## RECORDS SUPPLIED
%%
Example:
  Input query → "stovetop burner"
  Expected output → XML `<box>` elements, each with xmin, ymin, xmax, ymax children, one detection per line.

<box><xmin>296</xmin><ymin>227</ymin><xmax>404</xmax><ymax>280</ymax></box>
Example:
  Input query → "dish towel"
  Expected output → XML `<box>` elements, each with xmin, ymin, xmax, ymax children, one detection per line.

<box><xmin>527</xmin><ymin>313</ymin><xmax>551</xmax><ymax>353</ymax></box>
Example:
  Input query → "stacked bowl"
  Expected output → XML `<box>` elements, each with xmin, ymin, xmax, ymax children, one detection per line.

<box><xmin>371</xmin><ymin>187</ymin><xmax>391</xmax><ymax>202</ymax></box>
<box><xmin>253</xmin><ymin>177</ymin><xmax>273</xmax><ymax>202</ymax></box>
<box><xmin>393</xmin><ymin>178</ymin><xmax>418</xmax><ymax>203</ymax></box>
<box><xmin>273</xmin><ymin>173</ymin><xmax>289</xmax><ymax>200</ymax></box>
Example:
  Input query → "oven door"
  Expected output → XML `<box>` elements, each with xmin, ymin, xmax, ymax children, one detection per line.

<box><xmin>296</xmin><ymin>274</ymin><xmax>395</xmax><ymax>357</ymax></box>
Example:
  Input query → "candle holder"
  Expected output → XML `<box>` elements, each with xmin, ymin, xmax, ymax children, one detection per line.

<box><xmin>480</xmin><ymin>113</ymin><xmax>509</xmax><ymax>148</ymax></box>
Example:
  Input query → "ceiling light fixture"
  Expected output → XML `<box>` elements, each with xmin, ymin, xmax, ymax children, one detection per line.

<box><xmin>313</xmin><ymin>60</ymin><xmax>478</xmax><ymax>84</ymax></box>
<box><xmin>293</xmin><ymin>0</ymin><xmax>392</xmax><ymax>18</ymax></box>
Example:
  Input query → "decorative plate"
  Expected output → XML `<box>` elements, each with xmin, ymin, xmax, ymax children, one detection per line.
%%
## AIM
Report every line of the records above that contains the string "query".

## REPLY
  Input query → "stovetop burner"
  Input query → "dish towel"
  Input query → "stacked bowl"
  Input query → "oven door"
  Input query → "candle holder"
  Input query → "ceiling light fixture"
  Input query → "decorative plate"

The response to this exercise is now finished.